Concept: All visualisation in Gato happens automatically based upon edges or vertices of the graph changing their status with respect to data structures used in an algorithm.

Files: Algorithms are supplied in two files: The prolog (*.pro) and the actual algorithm implementation visible to the user (*.alg). The prolog contains declaration which allow for 'nicer' code in the algorithm, subroutines specific to the algorithm which should not be visible to the user, variables, and a proper setup of the animation engine.

Before running: Making sure we have the right graph If you have a statement like self.NeededProperties({propName1:value1, propName2:value2,...]}) Gato will check that the graph the user selected has the specified values for all the properties in the dictionary. Note, this is currently not supported by Gato's file format.

Setting breakpoints: With

  self.SetBreakpoints([7,9,2])
you can switch on breakpoints at educationally sensible points of the algorithm.

Using Animated Data Structures: Typical data structures like stacks and queues etc. have animated counter parts. If you say

  Q = AnimatedVertexQueue()
putting a vertex v on the queue
  Q.Append(v)
will color it in the color cColorOnQueue (defined in GatoGlobals.py) and removing it with the command
  v = Q.Top()
will color it in the color cRemovedFromQueue. So an ordinary breadth-first-search will give you a reasonable visualisation just by replacing the Queue by an AnimatedVertexQueue.

Interacting with the user: You can the user allow to select a vertex or an edge by calling

  v = self.PickVertex()
  e = self.PickEdge()
These functions take an optional argument for a callback function.

Stored data
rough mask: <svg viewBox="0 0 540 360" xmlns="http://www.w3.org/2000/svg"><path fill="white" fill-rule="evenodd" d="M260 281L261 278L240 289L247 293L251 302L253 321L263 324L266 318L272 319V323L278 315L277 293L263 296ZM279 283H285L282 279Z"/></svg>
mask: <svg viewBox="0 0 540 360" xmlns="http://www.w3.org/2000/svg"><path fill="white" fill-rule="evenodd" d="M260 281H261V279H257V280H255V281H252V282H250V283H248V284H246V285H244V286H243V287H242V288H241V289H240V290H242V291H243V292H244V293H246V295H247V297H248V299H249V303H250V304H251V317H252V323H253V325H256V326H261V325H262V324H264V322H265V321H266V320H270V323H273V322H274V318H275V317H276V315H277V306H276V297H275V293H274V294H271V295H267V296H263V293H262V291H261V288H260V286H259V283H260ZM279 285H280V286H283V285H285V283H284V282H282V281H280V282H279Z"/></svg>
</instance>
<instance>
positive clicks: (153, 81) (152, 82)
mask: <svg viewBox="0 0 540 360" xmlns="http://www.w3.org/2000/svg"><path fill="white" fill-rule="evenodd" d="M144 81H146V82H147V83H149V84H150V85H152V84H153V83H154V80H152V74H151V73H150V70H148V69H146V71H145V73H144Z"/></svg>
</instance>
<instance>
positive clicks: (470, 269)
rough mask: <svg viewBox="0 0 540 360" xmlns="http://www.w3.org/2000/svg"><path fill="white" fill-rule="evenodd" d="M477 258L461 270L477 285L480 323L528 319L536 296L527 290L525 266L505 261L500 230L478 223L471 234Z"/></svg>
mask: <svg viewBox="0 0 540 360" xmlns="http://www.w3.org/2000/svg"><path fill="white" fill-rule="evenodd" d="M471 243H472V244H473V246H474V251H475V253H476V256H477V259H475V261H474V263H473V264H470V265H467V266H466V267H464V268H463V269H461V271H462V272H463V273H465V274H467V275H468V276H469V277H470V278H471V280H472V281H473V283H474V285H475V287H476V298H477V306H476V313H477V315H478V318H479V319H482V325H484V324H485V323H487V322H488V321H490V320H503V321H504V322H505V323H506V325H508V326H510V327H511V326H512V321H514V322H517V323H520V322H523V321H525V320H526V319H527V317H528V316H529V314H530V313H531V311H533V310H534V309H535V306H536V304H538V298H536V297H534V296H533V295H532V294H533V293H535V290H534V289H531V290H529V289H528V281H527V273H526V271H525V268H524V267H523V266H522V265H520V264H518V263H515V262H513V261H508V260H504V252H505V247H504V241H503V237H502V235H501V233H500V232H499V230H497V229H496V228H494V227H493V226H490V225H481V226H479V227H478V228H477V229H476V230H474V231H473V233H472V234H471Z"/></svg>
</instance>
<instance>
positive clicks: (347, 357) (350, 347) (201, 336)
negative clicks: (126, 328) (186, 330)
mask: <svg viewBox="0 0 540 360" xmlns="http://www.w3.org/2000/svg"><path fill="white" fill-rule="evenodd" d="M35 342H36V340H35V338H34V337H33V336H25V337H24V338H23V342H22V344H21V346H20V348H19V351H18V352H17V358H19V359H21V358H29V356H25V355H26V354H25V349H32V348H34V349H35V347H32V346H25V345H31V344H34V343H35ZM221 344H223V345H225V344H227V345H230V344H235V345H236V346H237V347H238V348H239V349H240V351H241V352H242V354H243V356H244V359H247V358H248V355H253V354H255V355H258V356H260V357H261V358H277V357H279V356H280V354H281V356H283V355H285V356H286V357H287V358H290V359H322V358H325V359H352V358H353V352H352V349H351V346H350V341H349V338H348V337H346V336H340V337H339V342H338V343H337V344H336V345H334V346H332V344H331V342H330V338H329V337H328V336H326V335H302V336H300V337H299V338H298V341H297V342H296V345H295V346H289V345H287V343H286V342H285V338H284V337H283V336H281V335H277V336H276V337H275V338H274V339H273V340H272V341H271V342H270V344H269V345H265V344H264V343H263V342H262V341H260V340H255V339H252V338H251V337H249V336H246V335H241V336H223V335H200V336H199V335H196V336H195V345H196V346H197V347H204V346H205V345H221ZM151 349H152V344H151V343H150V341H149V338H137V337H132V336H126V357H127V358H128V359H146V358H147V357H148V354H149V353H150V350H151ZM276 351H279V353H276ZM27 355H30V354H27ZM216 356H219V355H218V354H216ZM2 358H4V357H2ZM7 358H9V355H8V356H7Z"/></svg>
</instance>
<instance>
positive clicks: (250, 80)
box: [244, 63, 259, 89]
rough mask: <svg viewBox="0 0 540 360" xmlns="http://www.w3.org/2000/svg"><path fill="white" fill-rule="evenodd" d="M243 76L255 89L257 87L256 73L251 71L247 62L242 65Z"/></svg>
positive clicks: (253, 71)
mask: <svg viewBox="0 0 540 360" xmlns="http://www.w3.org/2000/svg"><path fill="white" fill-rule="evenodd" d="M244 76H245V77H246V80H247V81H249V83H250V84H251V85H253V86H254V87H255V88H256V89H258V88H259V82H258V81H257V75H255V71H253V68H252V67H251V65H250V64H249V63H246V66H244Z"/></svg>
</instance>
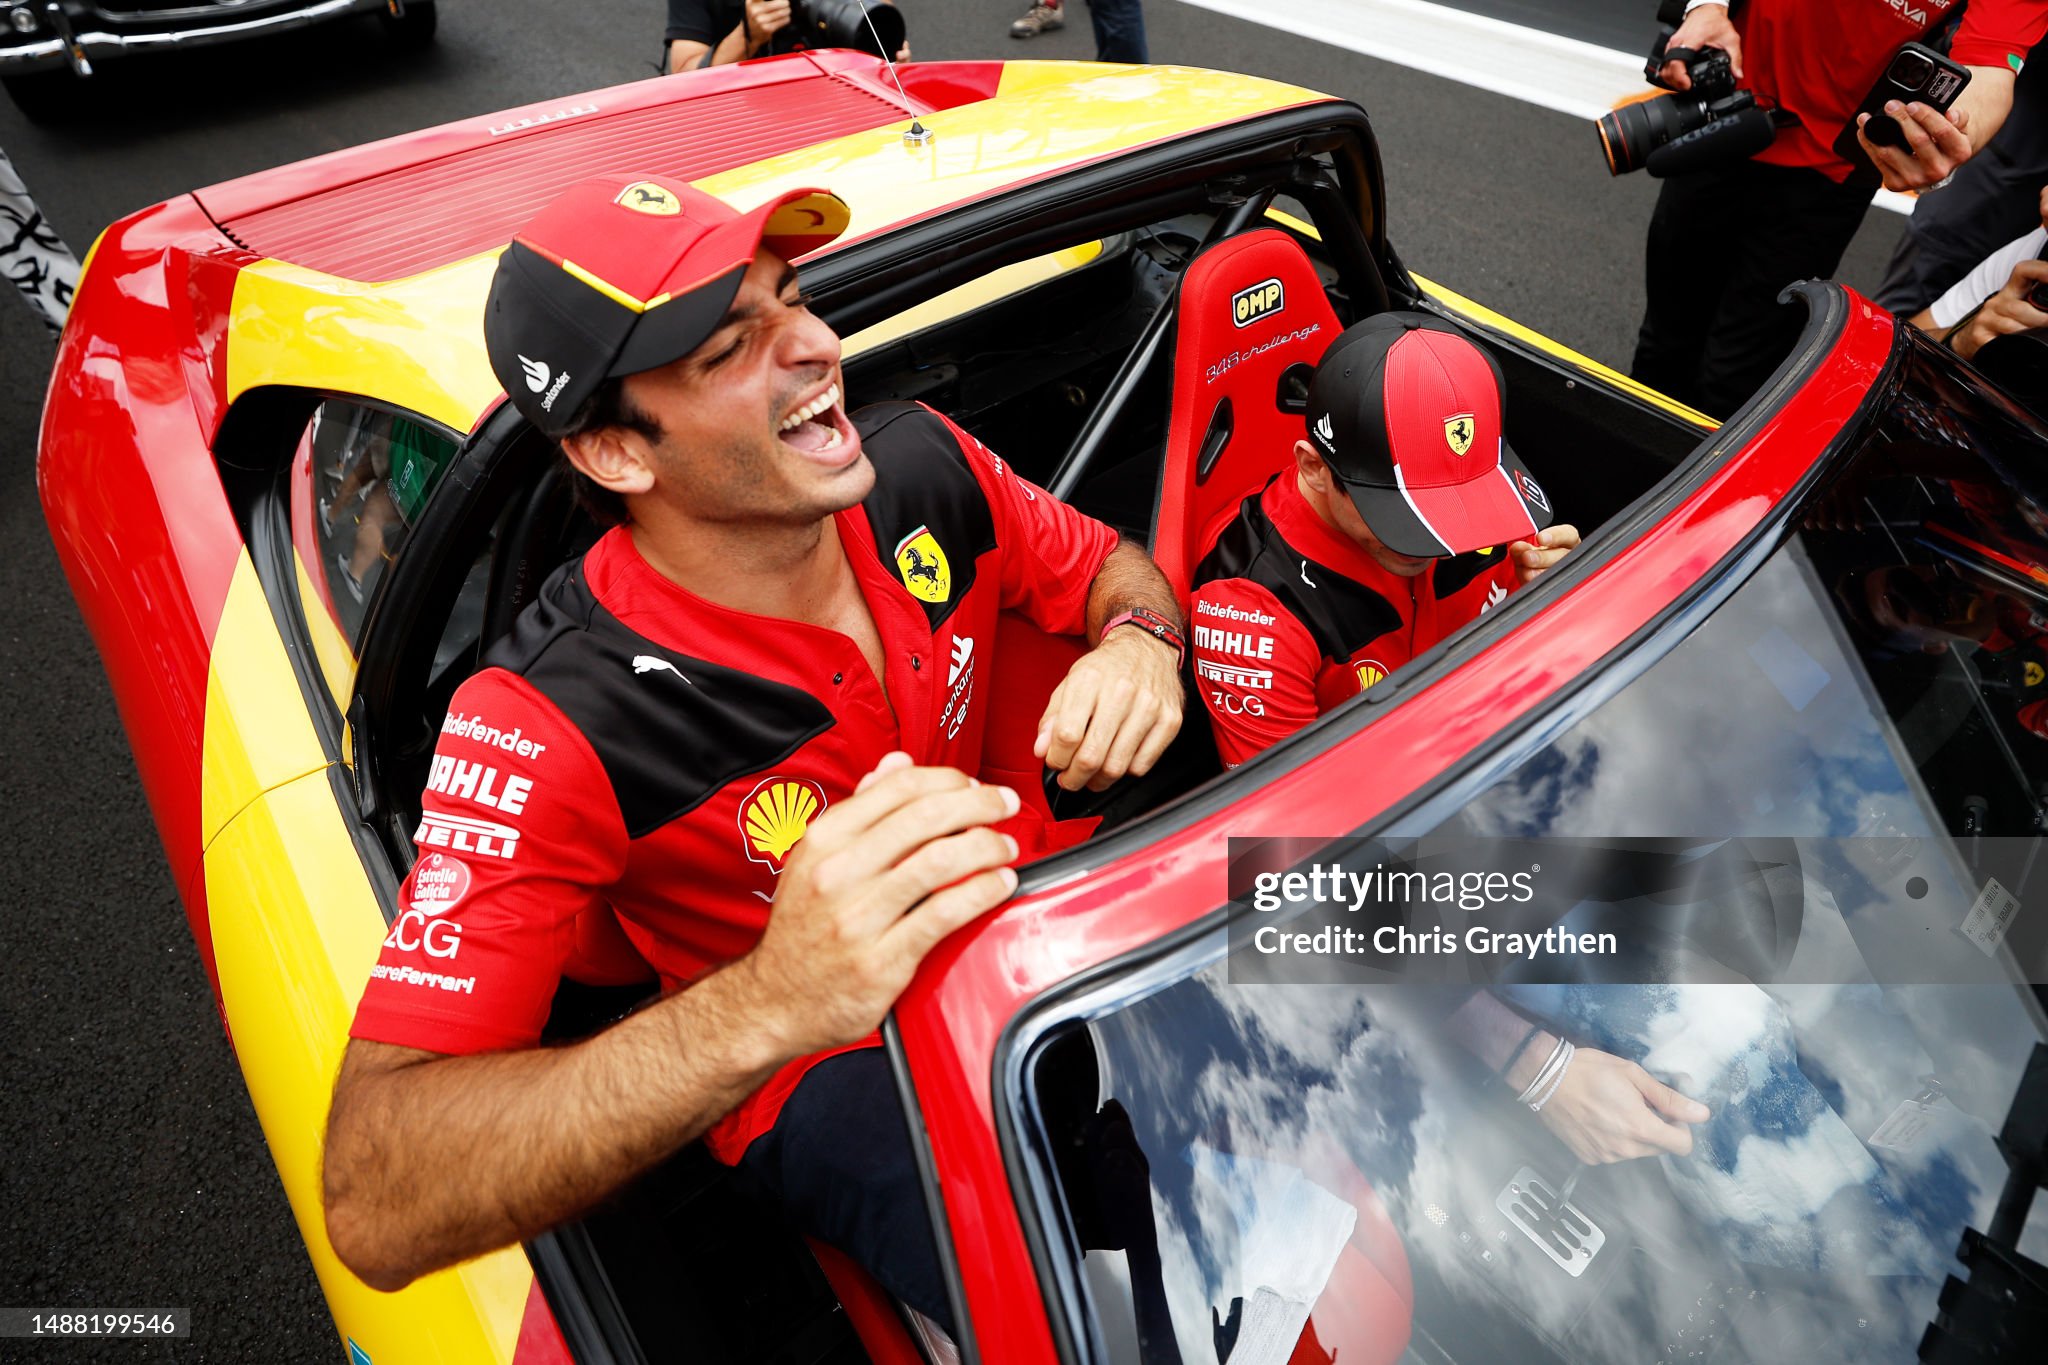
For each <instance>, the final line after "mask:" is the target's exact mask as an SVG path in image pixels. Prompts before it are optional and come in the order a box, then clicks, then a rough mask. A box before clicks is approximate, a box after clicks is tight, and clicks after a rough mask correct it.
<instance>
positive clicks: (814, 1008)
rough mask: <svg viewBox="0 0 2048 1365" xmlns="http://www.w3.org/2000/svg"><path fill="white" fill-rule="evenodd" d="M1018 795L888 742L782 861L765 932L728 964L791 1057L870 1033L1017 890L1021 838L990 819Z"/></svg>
mask: <svg viewBox="0 0 2048 1365" xmlns="http://www.w3.org/2000/svg"><path fill="white" fill-rule="evenodd" d="M1016 812H1018V794H1016V792H1012V790H1010V788H1006V786H983V784H981V782H975V780H973V778H969V776H967V774H963V772H956V769H952V767H913V765H911V761H909V755H903V753H891V755H887V757H885V759H883V761H881V763H879V765H877V769H874V772H872V774H868V776H866V778H862V782H860V786H858V788H856V790H854V794H852V796H848V798H846V800H842V802H840V804H836V806H831V808H827V810H825V812H823V814H819V817H817V819H815V821H811V829H809V831H807V833H805V835H803V841H801V843H797V847H795V851H793V853H791V855H788V864H786V866H784V868H782V878H780V882H778V886H776V896H774V907H772V909H770V913H768V931H766V933H764V935H762V941H760V943H758V945H756V948H754V952H752V954H748V956H745V958H741V960H739V962H735V964H733V966H731V968H727V970H731V972H743V974H745V976H748V978H750V982H748V984H750V986H752V990H750V997H752V999H756V1001H760V1003H762V1007H764V1009H768V1011H772V1017H774V1019H776V1025H778V1029H780V1033H782V1036H780V1040H778V1042H780V1044H782V1050H784V1052H786V1054H788V1056H805V1054H809V1052H821V1050H825V1048H836V1046H842V1044H850V1042H856V1040H860V1038H866V1036H868V1033H872V1031H874V1027H879V1025H881V1021H883V1015H887V1013H889V1007H891V1005H895V1001H897V997H899V995H903V988H905V986H907V984H909V978H911V974H915V970H918V964H920V962H924V958H926V954H928V952H932V948H936V945H938V943H940V939H944V937H946V935H948V933H952V931H954V929H958V927H963V925H967V923H971V921H975V919H977V917H981V915H985V913H987V911H991V909H993V907H997V905H1001V902H1004V900H1008V898H1010V894H1012V892H1014V890H1016V886H1018V874H1016V872H1014V870H1012V868H1008V866H1006V864H1010V862H1014V860H1016V855H1018V845H1016V839H1012V837H1010V835H1004V833H997V831H993V829H989V827H991V825H995V823H997V821H1006V819H1010V817H1012V814H1016Z"/></svg>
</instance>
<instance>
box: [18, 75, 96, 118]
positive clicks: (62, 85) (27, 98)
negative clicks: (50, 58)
mask: <svg viewBox="0 0 2048 1365" xmlns="http://www.w3.org/2000/svg"><path fill="white" fill-rule="evenodd" d="M0 84H4V86H6V92H8V98H10V100H14V108H18V111H20V113H23V117H25V119H27V121H29V123H61V121H63V119H68V117H72V115H74V113H78V106H80V92H78V88H80V86H82V84H84V82H82V80H80V78H78V76H72V72H70V68H61V65H59V68H51V70H47V72H25V74H20V76H6V78H0Z"/></svg>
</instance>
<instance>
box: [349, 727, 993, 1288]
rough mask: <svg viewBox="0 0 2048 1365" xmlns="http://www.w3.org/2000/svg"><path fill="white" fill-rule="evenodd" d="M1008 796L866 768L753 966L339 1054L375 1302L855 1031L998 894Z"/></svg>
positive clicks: (701, 1124)
mask: <svg viewBox="0 0 2048 1365" xmlns="http://www.w3.org/2000/svg"><path fill="white" fill-rule="evenodd" d="M1016 810H1018V796H1016V792H1012V790H1008V788H997V786H981V784H977V782H973V780H971V778H967V776H965V774H958V772H952V769H938V767H911V765H909V759H907V757H905V755H891V757H887V759H883V763H881V767H877V769H874V774H870V776H868V778H864V780H862V784H860V790H858V792H856V794H854V796H850V798H846V800H844V802H838V804H836V806H831V808H829V810H825V812H823V814H819V817H817V821H815V823H813V825H811V831H809V833H807V835H805V839H803V843H799V845H797V849H795V851H793V853H791V860H788V866H786V868H784V870H782V880H780V886H778V890H776V898H774V909H772V913H770V919H768V931H766V933H764V935H762V941H760V943H758V945H756V948H754V952H752V954H748V956H745V958H741V960H737V962H733V964H731V966H727V968H725V970H721V972H715V974H713V976H709V978H705V980H700V982H698V984H694V986H690V988H688V990H682V993H680V995H672V997H668V999H664V1001H659V1003H655V1005H651V1007H647V1009H643V1011H639V1013H635V1015H633V1017H629V1019H625V1021H621V1023H616V1025H612V1027H610V1029H606V1031H602V1033H598V1036H596V1038H590V1040H586V1042H580V1044H573V1046H567V1048H535V1050H520V1052H494V1054H481V1056H459V1058H457V1056H438V1054H430V1052H418V1050H412V1048H395V1046H387V1044H369V1042H360V1040H358V1042H352V1044H350V1046H348V1054H346V1056H344V1060H342V1072H340V1078H338V1081H336V1087H334V1109H332V1113H330V1117H328V1142H326V1164H324V1203H326V1214H328V1238H330V1240H332V1244H334V1250H336V1254H338V1257H340V1259H342V1263H344V1265H348V1269H350V1271H354V1273H356V1275H358V1277H362V1281H365V1283H369V1285H373V1287H377V1289H399V1287H403V1285H406V1283H410V1281H412V1279H416V1277H420V1275H424V1273H428V1271H434V1269H440V1267H444V1265H453V1263H457V1261H465V1259H469V1257H477V1254H481V1252H487V1250H494V1248H498V1246H508V1244H512V1242H518V1240H524V1238H528V1236H532V1234H537V1232H541V1230H545V1228H549V1226H553V1224H559V1222H563V1220H565V1218H573V1216H575V1214H580V1212H582V1209H586V1207H590V1205H592V1203H594V1201H598V1199H602V1197H604V1195H606V1193H610V1191H612V1189H616V1187H618V1185H623V1183H625V1181H629V1179H633V1177H635V1175H639V1173H641V1171H645V1169H647V1166H651V1164H655V1162H657V1160H662V1158H664V1156H666V1154H670V1152H674V1150H676V1148H678V1146H682V1144H684V1142H690V1140H692V1138H696V1136H698V1134H702V1132H705V1130H707V1128H711V1124H715V1121H717V1119H719V1117H723V1115H725V1113H727V1111H729V1109H733V1107H735V1105H737V1103H739V1101H741V1099H743V1097H745V1095H748V1093H752V1091H754V1089H756V1087H758V1085H760V1083H762V1081H766V1078H768V1074H772V1072H774V1068H776V1066H780V1064H782V1062H788V1060H793V1058H799V1056H807V1054H811V1052H821V1050H825V1048H834V1046H840V1044H848V1042H854V1040H860V1038H864V1036H866V1033H870V1031H872V1029H874V1027H877V1025H879V1023H881V1019H883V1015H885V1013H887V1011H889V1007H891V1005H893V1003H895V999H897V995H901V993H903V986H907V984H909V978H911V974H913V972H915V970H918V964H920V962H922V960H924V956H926V954H928V952H930V950H932V948H934V945H936V943H938V941H940V939H944V937H946V935H948V933H952V931H954V929H958V927H961V925H965V923H969V921H973V919H975V917H977V915H981V913H985V911H987V909H991V907H995V905H999V902H1001V900H1006V898H1008V896H1010V892H1012V890H1016V872H1012V870H1010V868H1008V866H1004V864H1008V862H1012V860H1014V857H1016V851H1018V849H1016V841H1014V839H1010V837H1008V835H999V833H995V831H993V829H987V827H989V825H991V823H995V821H1001V819H1008V817H1012V814H1016Z"/></svg>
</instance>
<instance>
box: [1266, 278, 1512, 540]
mask: <svg viewBox="0 0 2048 1365" xmlns="http://www.w3.org/2000/svg"><path fill="white" fill-rule="evenodd" d="M1503 401H1505V385H1503V383H1501V366H1499V364H1495V362H1493V356H1489V354H1487V352H1485V350H1481V348H1479V346H1475V344H1473V342H1468V340H1466V338H1464V336H1462V334H1460V332H1456V329H1452V327H1450V325H1448V323H1444V321H1438V319H1434V317H1430V315H1425V313H1376V315H1374V317H1368V319H1366V321H1362V323H1358V325H1356V327H1350V329H1346V332H1343V334H1341V336H1339V338H1337V340H1335V342H1331V344H1329V350H1327V352H1325V354H1323V362H1321V364H1319V366H1317V368H1315V379H1313V381H1311V383H1309V413H1307V415H1309V440H1311V442H1313V444H1315V448H1317V450H1319V452H1321V454H1323V463H1327V465H1329V469H1331V473H1333V475H1337V481H1339V483H1343V487H1346V491H1348V493H1350V495H1352V503H1354V505H1356V508H1358V516H1362V518H1364V520H1366V526H1370V528H1372V534H1374V536H1378V538H1380V542H1382V544H1384V546H1386V548H1391V551H1393V553H1397V555H1411V557H1444V555H1464V553H1468V551H1483V548H1487V546H1493V544H1505V542H1509V540H1522V538H1528V536H1534V534H1536V532H1538V530H1542V528H1544V526H1548V524H1550V495H1548V493H1544V491H1542V485H1538V483H1536V479H1532V477H1530V471H1528V469H1524V467H1522V460H1520V458H1518V456H1516V452H1513V450H1509V448H1507V440H1505V438H1503V436H1501V405H1503Z"/></svg>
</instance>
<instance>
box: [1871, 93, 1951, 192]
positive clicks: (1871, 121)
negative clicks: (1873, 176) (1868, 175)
mask: <svg viewBox="0 0 2048 1365" xmlns="http://www.w3.org/2000/svg"><path fill="white" fill-rule="evenodd" d="M1884 115H1886V117H1888V119H1890V123H1892V127H1896V129H1898V135H1901V139H1903V141H1901V143H1898V145H1882V143H1878V141H1872V139H1870V125H1872V121H1874V119H1876V117H1874V115H1858V117H1855V141H1858V145H1860V147H1862V149H1864V156H1868V158H1870V162H1872V166H1876V168H1878V174H1880V176H1884V188H1888V190H1898V192H1905V190H1929V188H1933V186H1937V184H1942V182H1944V180H1948V178H1950V176H1954V174H1956V168H1960V166H1962V164H1964V162H1968V160H1970V151H1972V147H1970V133H1968V131H1970V111H1966V108H1952V111H1948V113H1942V111H1937V108H1929V106H1927V104H1921V102H1919V100H1915V102H1911V104H1901V102H1898V100H1890V102H1888V104H1886V106H1884ZM1880 135H1884V133H1882V125H1880Z"/></svg>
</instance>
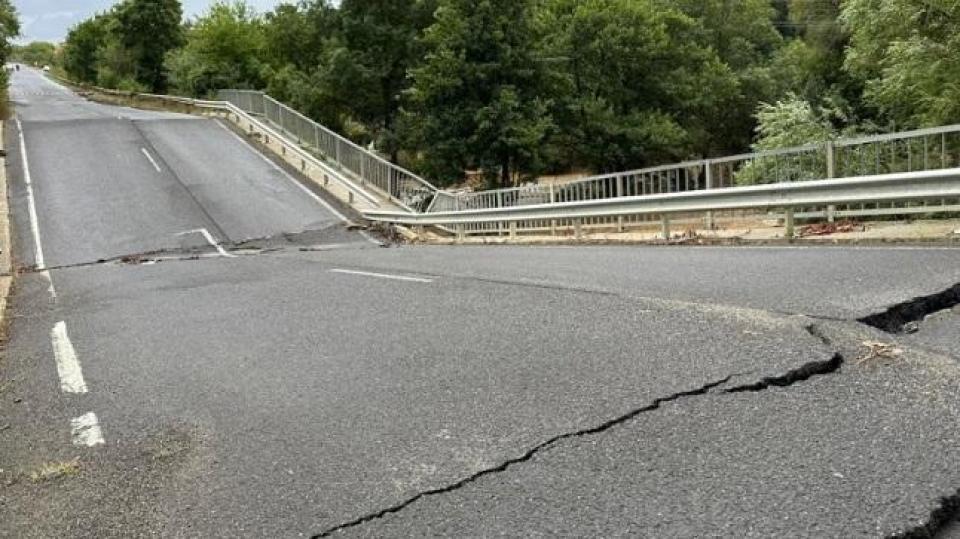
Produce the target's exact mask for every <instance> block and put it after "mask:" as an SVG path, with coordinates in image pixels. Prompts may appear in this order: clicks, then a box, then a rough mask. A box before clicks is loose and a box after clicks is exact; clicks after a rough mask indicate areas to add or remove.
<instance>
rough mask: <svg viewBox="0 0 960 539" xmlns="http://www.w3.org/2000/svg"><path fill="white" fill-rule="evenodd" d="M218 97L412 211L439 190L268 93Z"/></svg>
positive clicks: (416, 210)
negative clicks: (311, 148)
mask: <svg viewBox="0 0 960 539" xmlns="http://www.w3.org/2000/svg"><path fill="white" fill-rule="evenodd" d="M219 97H220V98H221V99H222V100H224V101H227V102H230V103H233V104H234V105H236V106H238V107H240V108H241V109H244V110H246V111H248V112H250V113H253V114H259V115H262V116H263V117H264V118H266V119H267V120H268V121H269V122H270V123H272V124H273V125H275V126H277V128H278V129H280V131H282V132H283V133H286V134H287V135H289V136H291V137H293V138H294V139H296V140H297V141H298V142H299V143H300V144H302V145H304V146H307V147H309V148H313V149H315V150H316V151H317V153H319V154H320V155H322V156H323V157H324V158H325V159H326V160H327V161H328V162H329V163H331V164H332V165H334V166H336V167H339V168H340V169H341V170H344V171H346V172H349V173H350V174H352V175H353V176H354V177H355V178H356V179H357V180H358V181H359V182H360V184H361V185H371V186H373V187H375V188H377V189H379V190H380V191H381V192H382V193H384V194H385V195H387V196H389V197H390V198H391V199H393V200H394V201H395V202H397V203H399V204H401V205H403V206H404V207H407V208H409V209H411V210H413V211H425V210H426V209H427V207H428V206H429V204H430V203H431V202H432V200H433V198H434V196H435V195H436V194H437V192H439V189H437V188H436V187H435V186H433V185H432V184H431V183H430V182H428V181H426V180H424V179H423V178H421V177H420V176H417V175H416V174H414V173H413V172H410V171H409V170H406V169H404V168H403V167H400V166H398V165H396V164H394V163H391V162H390V161H388V160H386V159H384V158H383V157H380V156H379V155H377V154H376V153H374V152H372V151H369V150H367V149H365V148H363V147H361V146H360V145H358V144H356V143H354V142H353V141H351V140H349V139H347V138H346V137H344V136H342V135H340V134H339V133H336V132H334V131H332V130H330V129H328V128H326V127H324V126H323V125H321V124H319V123H317V122H315V121H313V120H311V119H310V118H307V117H306V116H304V115H303V114H301V113H299V112H297V111H296V110H294V109H293V108H291V107H288V106H287V105H284V104H283V103H280V102H279V101H277V100H276V99H273V98H272V97H270V96H269V95H266V94H264V93H262V92H256V91H250V90H221V91H220V92H219Z"/></svg>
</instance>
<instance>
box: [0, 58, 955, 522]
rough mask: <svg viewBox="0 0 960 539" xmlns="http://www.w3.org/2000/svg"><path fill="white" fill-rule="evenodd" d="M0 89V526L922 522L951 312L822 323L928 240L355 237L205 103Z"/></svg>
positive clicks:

TASK TO CARRY OUT
Transcribe the Gato algorithm excerpt, covering everything from "Q = AnimatedVertexQueue()" down to "v = Q.Top()". The listing was taken from a separate source and is unrelated to the excerpt on Gato algorithm files.

SOLUTION TO THIS TASK
Q = AnimatedVertexQueue()
putting a vertex v on the queue
  Q.Append(v)
will color it in the color cColorOnQueue (defined in GatoGlobals.py) and removing it with the command
  v = Q.Top()